§ **WORK ORDER**: Exactly as they appear, set down all the lines of the material.

..............................

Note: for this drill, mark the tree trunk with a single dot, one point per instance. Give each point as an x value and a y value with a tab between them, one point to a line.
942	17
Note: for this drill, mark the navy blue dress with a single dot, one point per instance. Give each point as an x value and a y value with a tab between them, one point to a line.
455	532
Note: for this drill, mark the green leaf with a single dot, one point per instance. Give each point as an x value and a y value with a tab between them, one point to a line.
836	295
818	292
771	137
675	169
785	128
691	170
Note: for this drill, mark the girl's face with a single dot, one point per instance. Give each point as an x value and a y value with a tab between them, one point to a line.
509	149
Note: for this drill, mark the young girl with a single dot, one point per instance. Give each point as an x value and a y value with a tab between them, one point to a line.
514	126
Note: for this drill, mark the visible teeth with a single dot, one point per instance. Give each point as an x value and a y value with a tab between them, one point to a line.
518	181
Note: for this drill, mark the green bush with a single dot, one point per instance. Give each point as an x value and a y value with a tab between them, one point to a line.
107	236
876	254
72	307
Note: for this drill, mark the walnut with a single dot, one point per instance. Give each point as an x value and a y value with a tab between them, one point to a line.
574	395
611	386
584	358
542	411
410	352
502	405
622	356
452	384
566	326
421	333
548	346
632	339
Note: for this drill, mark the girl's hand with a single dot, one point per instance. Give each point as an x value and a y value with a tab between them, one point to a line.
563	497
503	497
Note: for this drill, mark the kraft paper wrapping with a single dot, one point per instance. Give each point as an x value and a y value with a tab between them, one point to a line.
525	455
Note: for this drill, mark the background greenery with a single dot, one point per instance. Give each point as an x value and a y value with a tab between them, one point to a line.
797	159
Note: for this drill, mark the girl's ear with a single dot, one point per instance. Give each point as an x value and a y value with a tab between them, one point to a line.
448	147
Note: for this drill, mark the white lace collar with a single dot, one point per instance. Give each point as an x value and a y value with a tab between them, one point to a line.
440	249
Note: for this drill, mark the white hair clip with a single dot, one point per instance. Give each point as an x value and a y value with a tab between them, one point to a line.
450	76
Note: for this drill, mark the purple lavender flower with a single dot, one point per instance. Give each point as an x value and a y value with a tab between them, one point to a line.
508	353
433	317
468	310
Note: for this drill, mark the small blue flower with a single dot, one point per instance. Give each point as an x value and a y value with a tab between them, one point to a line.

..............................

§ **SOLUTION TO THE PROBLEM**:
Note: for this drill, mark the tree trunk with a single dot, one point per instance. Give each point as an x value and a y value with a tab between them, one point to a line.
942	17
Note: for this drill, mark the navy blue dress with a single dot, one point per instance. Give each point as an x value and a y value with a tab between them, one point to a line.
455	532
Note: for this drill, mark the green leaf with a single dot, one point per instance. Give each point as an x value and a y value with a tab between them, one point to a line.
836	295
818	292
771	137
675	169
785	128
691	170
Note: for this drill, mark the girl's face with a single dot, one point per instance. Give each point as an x value and a y value with a tab between them, one point to a line.
509	149
Note: for this drill, mark the young girl with a single dot, one point per instance. Give each point as an x value and a y value with a tab between them, one point to a line.
514	126
Note: for this drill, mark the visible teeth with a single dot, one point per instance. Give each point as an x value and a y value with a tab between them, one point to a line.
518	181
Note: for this drill, mark the green bush with a single dot, one point per instance. Give each point as an x value and a y value with a tab between them, one point to a line.
107	236
876	254
72	307
Note: for this drill, mark the walnut with a single dot, one point per instance. Give each point as an x value and a y value with a tab between them, one point to a line.
574	395
611	386
584	358
542	411
410	352
502	405
622	356
452	384
566	326
421	333
548	346
632	339
Note: for this drill, mark the girl's hand with a single dot, one point per instance. Give each point as an x value and a y value with a tab between them, one point to a line.
563	497
503	497
Note: for this drill, mark the kraft paper wrapping with a single dot, one point per instance. Give each point as an x value and a y value with a tab between them, one point to a line.
525	455
Note: for this drill, mark the background greenery with a single dot, one point per instance. Give each point as an x value and a y value with a tab between them, one point to a line.
797	159
Note: for this drill, mark the girl's ear with a single dot, one point per instance. Give each point as an x value and a y value with a tab between them, one point to a line.
448	147
Note: for this drill, mark the white lace collar with a single dot, one point per instance. Give each point as an x value and a y value with a tab between them, one point to a line.
440	249
Note: for this drill, mark the white hair clip with a single dot, one point per instance. Give each point as an x value and a y value with a tab between them, one point to a line.
450	76
Note: for this drill, mark the purple lavender flower with a single dot, one point per instance. Give each point as an x value and a y value with a tab between them, one point to a line.
508	353
433	317
468	310
Note: for this drill, mark the small blue flower with a single dot, one point per instance. Give each point as an x value and a y value with a tab between them, one point to a line.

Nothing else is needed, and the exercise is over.